### What this task involves
Write each line exactly as it stands, from the line containing "Expected: for every instance of the red jersey" through the end of the data.

### Natural language region descriptions
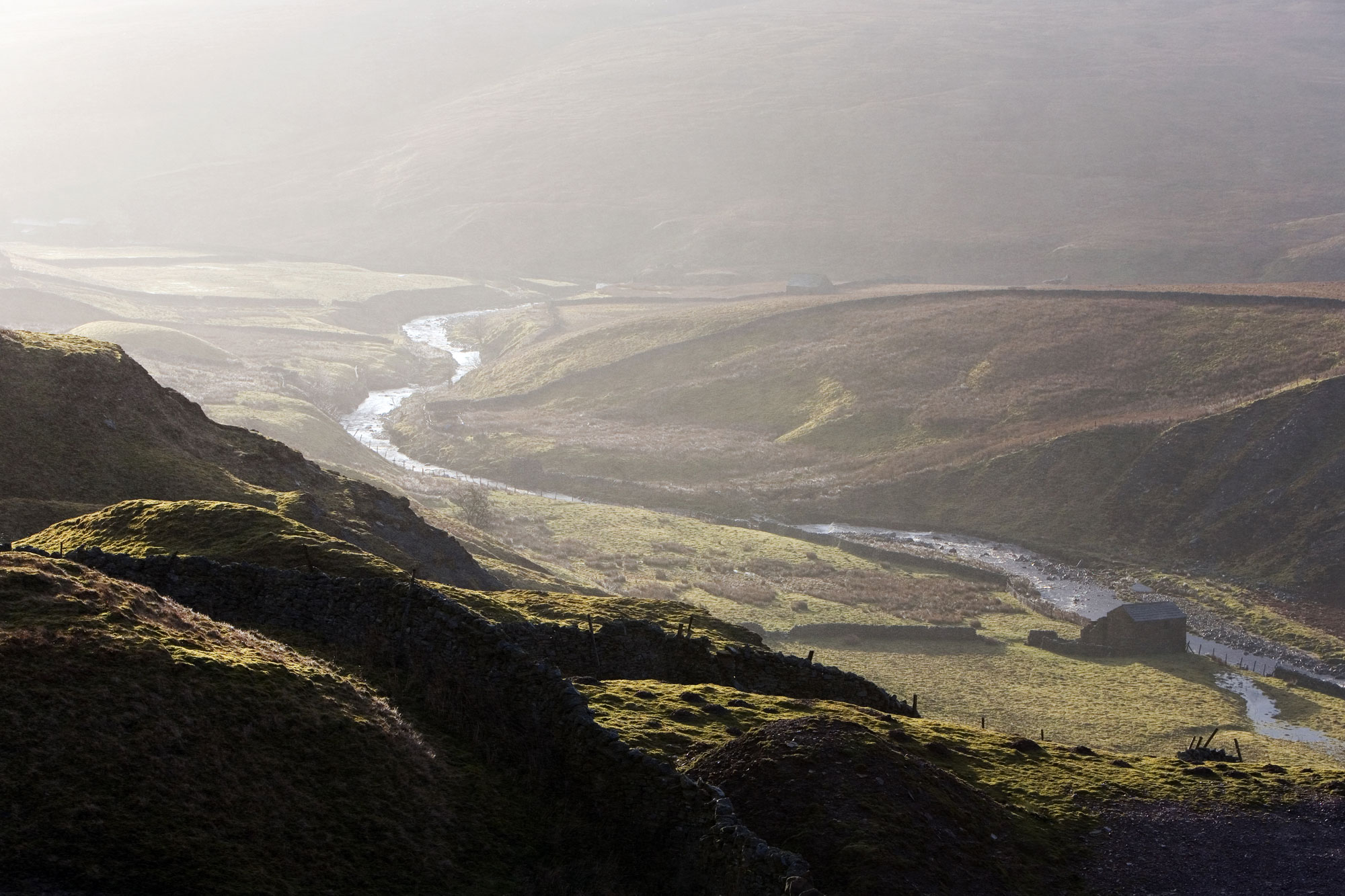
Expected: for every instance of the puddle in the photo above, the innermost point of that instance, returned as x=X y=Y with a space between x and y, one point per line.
x=1265 y=715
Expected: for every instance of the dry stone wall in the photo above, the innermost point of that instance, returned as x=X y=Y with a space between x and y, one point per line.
x=521 y=706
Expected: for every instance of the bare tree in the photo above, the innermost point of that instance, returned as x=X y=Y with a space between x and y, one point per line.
x=474 y=499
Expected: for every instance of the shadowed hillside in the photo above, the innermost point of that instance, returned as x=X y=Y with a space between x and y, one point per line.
x=84 y=425
x=154 y=749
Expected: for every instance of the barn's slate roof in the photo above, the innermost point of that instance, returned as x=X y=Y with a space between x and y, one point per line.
x=1152 y=611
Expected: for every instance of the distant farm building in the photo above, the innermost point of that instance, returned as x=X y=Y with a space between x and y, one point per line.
x=1157 y=627
x=809 y=286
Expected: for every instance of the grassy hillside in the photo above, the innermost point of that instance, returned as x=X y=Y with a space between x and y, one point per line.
x=212 y=529
x=151 y=341
x=149 y=748
x=1254 y=491
x=83 y=423
x=793 y=404
x=297 y=423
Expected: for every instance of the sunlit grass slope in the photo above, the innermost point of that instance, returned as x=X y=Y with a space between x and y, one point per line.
x=680 y=721
x=153 y=341
x=220 y=530
x=147 y=748
x=1144 y=705
x=866 y=391
x=83 y=423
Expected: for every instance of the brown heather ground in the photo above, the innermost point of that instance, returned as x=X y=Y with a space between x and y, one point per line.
x=758 y=401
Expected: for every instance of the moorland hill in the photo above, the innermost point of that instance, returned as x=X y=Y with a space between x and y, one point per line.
x=150 y=748
x=84 y=427
x=1004 y=142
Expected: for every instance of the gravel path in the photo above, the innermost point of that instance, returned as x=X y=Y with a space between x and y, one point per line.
x=1156 y=850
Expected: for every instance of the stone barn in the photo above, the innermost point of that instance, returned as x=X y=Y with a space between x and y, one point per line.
x=809 y=286
x=1159 y=627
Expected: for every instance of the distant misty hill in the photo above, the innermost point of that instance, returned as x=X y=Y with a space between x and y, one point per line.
x=1007 y=140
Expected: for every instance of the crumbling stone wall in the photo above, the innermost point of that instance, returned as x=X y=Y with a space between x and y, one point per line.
x=521 y=706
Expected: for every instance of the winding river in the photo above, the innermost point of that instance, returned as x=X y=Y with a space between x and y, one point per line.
x=368 y=421
x=1069 y=588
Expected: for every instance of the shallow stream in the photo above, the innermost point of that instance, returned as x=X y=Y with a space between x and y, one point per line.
x=1071 y=588
x=1066 y=587
x=368 y=421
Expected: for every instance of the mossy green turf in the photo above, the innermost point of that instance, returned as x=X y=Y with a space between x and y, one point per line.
x=299 y=424
x=1137 y=704
x=243 y=533
x=634 y=533
x=1147 y=705
x=216 y=529
x=147 y=748
x=653 y=716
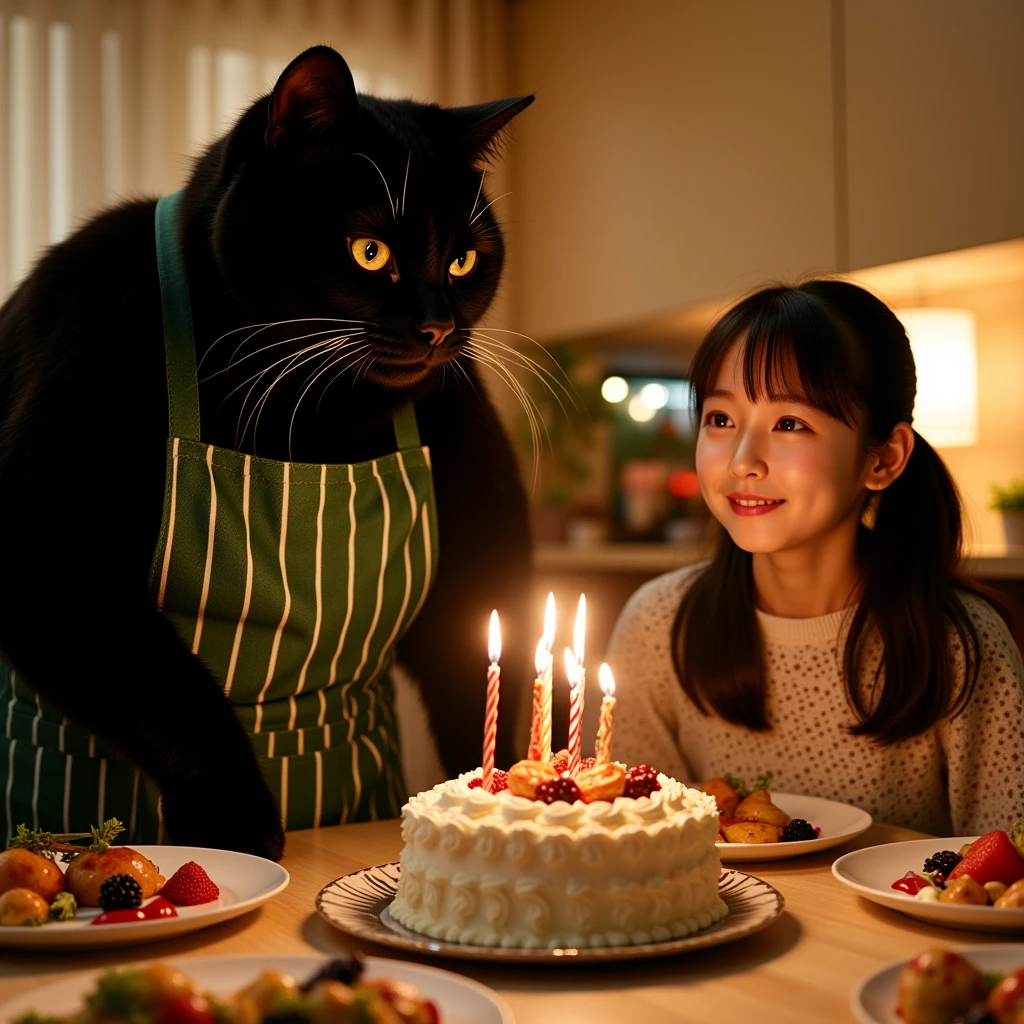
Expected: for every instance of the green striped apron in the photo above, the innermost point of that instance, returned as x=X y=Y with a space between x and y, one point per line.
x=292 y=582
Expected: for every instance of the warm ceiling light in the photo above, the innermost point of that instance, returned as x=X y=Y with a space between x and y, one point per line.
x=945 y=412
x=614 y=389
x=654 y=395
x=639 y=410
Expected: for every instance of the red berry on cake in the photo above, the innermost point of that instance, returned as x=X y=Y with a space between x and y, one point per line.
x=560 y=788
x=641 y=781
x=189 y=886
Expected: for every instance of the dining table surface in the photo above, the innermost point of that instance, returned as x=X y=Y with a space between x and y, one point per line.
x=801 y=968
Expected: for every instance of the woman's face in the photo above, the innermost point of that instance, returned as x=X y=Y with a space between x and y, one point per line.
x=778 y=475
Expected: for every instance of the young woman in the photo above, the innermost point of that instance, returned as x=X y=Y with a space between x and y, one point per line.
x=832 y=639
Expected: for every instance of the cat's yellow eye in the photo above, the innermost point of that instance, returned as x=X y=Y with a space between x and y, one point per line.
x=463 y=265
x=371 y=254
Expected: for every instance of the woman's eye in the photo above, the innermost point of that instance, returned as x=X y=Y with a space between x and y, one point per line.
x=371 y=254
x=788 y=423
x=463 y=265
x=717 y=420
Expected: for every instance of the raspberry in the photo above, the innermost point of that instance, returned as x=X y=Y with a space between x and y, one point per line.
x=499 y=781
x=560 y=788
x=120 y=892
x=798 y=830
x=641 y=781
x=189 y=886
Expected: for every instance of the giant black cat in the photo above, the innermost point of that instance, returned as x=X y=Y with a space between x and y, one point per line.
x=366 y=220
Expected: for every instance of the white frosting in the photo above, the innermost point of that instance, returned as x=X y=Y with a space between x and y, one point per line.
x=501 y=870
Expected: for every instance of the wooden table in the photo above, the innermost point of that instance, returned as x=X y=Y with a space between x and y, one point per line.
x=802 y=968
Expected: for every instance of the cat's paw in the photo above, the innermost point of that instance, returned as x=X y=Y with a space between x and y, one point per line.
x=244 y=817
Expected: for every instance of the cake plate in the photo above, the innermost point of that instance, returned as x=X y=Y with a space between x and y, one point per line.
x=357 y=904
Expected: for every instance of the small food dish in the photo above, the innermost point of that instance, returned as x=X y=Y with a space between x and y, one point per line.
x=243 y=883
x=767 y=823
x=357 y=904
x=871 y=871
x=938 y=977
x=247 y=988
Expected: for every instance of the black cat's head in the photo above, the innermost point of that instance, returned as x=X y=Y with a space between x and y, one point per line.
x=370 y=213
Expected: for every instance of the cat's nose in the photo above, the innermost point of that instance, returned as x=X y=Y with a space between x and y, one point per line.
x=436 y=331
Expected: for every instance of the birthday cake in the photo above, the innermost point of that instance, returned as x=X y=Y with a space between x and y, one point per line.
x=554 y=861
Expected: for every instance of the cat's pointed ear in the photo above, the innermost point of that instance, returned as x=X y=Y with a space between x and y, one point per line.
x=313 y=96
x=480 y=126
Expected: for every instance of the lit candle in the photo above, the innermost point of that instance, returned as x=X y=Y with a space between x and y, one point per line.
x=491 y=713
x=576 y=711
x=538 y=752
x=602 y=750
x=546 y=678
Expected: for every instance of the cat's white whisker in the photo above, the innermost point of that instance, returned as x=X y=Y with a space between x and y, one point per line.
x=384 y=179
x=483 y=209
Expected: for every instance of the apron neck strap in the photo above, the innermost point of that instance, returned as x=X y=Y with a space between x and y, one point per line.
x=179 y=345
x=407 y=433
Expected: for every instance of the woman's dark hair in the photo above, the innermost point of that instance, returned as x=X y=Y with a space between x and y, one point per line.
x=849 y=354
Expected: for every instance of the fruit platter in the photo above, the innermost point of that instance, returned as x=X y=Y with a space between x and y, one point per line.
x=977 y=985
x=81 y=889
x=758 y=824
x=965 y=882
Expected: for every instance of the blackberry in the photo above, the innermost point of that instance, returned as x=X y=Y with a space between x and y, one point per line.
x=942 y=862
x=347 y=970
x=641 y=781
x=798 y=830
x=120 y=892
x=558 y=788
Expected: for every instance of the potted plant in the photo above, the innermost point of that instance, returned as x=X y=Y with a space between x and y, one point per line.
x=1010 y=501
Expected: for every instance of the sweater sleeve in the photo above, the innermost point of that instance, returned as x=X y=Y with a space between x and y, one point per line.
x=984 y=745
x=647 y=690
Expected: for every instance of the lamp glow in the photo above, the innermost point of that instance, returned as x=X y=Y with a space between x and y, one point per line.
x=614 y=389
x=945 y=412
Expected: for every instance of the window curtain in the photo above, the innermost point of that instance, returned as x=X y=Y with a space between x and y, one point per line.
x=107 y=99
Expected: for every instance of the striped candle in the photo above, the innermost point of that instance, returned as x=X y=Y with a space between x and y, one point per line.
x=576 y=711
x=491 y=713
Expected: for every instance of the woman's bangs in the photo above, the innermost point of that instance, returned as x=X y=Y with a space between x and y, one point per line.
x=793 y=349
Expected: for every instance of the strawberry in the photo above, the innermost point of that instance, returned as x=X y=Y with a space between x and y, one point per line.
x=991 y=858
x=189 y=886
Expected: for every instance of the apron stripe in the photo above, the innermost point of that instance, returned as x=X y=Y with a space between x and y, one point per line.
x=162 y=593
x=288 y=597
x=349 y=599
x=380 y=579
x=317 y=582
x=232 y=665
x=209 y=551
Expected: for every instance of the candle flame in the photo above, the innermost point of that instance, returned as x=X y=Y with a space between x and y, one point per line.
x=543 y=658
x=581 y=629
x=549 y=623
x=571 y=668
x=495 y=639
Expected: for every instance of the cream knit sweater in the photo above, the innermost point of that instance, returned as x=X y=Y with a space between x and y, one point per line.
x=963 y=777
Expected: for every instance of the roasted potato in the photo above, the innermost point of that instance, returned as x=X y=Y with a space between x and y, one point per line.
x=17 y=906
x=1014 y=896
x=964 y=890
x=725 y=796
x=752 y=832
x=758 y=807
x=24 y=869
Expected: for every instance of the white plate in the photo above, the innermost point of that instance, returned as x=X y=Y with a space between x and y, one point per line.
x=245 y=883
x=459 y=999
x=357 y=903
x=839 y=823
x=871 y=872
x=873 y=1000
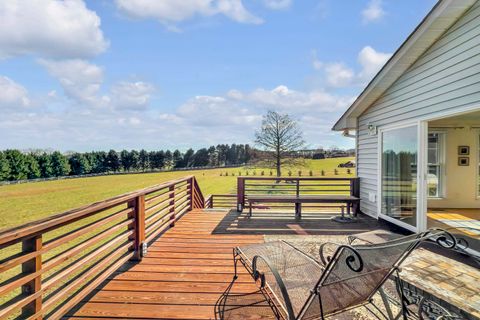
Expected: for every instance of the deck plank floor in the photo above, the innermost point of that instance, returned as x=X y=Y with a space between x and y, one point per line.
x=188 y=267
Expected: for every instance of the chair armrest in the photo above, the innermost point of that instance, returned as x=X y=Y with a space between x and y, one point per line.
x=353 y=238
x=323 y=254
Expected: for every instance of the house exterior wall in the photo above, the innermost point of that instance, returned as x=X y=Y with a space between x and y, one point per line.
x=445 y=78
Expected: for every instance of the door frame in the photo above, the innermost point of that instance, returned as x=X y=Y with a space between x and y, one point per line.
x=420 y=130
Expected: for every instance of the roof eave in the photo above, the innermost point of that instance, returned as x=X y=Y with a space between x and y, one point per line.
x=404 y=57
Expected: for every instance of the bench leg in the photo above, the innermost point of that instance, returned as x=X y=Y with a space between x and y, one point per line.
x=298 y=210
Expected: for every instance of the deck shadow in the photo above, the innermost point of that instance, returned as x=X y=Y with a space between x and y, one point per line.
x=271 y=222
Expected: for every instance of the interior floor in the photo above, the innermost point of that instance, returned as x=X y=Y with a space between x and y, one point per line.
x=463 y=220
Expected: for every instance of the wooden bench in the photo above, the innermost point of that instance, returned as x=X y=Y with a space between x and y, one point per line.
x=350 y=201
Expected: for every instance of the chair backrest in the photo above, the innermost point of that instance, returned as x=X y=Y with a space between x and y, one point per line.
x=355 y=273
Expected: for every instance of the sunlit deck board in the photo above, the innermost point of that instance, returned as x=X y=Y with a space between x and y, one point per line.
x=182 y=277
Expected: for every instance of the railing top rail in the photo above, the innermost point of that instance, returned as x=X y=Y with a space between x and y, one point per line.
x=299 y=178
x=30 y=229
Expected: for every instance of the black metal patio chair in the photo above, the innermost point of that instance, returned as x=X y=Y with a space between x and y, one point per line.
x=298 y=286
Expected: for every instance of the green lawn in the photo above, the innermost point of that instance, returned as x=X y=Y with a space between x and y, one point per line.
x=31 y=201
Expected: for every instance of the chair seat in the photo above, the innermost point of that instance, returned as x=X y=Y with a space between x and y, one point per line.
x=298 y=271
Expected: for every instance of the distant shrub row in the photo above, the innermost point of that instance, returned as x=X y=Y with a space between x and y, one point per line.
x=271 y=173
x=16 y=165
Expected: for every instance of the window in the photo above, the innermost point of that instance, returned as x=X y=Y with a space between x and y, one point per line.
x=478 y=167
x=435 y=165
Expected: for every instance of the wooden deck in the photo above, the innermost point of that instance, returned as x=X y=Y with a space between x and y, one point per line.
x=188 y=267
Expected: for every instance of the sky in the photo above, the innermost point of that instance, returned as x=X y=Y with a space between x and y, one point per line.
x=130 y=74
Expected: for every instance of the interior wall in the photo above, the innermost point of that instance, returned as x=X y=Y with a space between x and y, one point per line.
x=460 y=184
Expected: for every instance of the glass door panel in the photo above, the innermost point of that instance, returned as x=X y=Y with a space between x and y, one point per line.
x=399 y=174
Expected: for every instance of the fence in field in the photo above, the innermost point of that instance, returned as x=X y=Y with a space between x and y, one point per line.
x=89 y=175
x=49 y=266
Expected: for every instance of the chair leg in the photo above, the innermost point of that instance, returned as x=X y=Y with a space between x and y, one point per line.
x=298 y=210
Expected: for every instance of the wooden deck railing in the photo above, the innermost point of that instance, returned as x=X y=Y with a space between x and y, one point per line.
x=294 y=186
x=48 y=266
x=221 y=201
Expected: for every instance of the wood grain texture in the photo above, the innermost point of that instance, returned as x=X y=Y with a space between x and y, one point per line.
x=183 y=275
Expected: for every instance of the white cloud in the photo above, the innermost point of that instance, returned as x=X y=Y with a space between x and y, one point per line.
x=82 y=82
x=80 y=79
x=201 y=120
x=13 y=96
x=371 y=61
x=48 y=28
x=373 y=12
x=277 y=4
x=338 y=74
x=131 y=95
x=316 y=63
x=174 y=11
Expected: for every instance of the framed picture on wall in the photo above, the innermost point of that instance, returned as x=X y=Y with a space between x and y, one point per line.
x=463 y=150
x=463 y=161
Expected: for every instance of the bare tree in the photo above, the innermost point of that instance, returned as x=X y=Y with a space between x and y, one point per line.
x=281 y=137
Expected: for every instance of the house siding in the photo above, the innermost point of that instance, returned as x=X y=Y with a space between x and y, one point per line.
x=445 y=77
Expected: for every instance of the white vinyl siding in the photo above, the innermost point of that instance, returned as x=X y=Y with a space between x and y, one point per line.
x=446 y=77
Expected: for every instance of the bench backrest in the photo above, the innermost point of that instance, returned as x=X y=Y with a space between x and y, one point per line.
x=248 y=186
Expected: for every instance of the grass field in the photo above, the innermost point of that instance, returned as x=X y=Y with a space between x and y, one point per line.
x=31 y=201
x=28 y=202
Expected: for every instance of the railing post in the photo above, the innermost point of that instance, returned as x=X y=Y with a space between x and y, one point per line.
x=355 y=192
x=240 y=194
x=172 y=205
x=139 y=245
x=35 y=285
x=192 y=192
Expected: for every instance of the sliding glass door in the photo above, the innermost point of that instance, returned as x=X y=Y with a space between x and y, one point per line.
x=398 y=179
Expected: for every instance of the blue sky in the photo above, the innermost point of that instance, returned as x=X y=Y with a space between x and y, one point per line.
x=151 y=74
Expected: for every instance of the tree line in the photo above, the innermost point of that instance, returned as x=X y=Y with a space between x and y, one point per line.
x=18 y=165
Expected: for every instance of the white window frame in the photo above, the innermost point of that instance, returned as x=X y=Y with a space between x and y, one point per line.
x=478 y=162
x=442 y=134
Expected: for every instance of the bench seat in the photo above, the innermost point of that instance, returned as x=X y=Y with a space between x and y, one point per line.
x=350 y=201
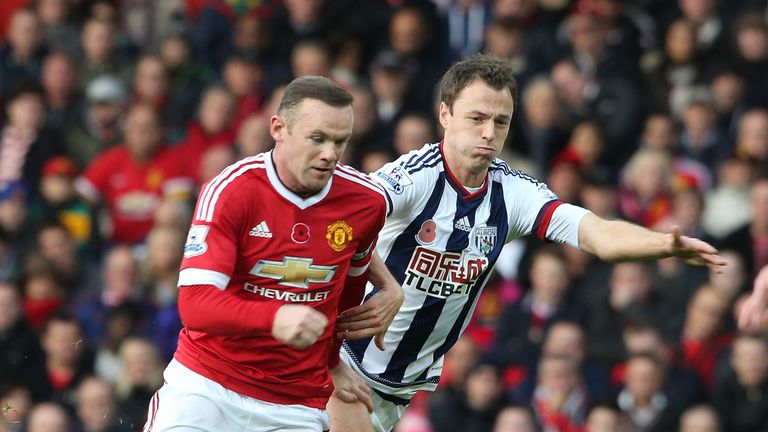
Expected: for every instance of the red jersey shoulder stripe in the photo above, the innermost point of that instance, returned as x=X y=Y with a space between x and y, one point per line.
x=210 y=193
x=357 y=175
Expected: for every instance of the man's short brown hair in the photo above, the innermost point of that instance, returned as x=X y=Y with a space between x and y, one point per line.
x=311 y=87
x=493 y=71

### Written response
Expected: for every instance of the red jersey shoulder stripe in the photo above, the innermost point of that instance, returned as x=X y=Y with a space between x and y, one point per line.
x=210 y=193
x=357 y=175
Expected: for every instance of the man's short brown hair in the photo above, the innermost point of that instance, returned as x=X y=Y with a space between x and y, one point per line.
x=311 y=87
x=493 y=71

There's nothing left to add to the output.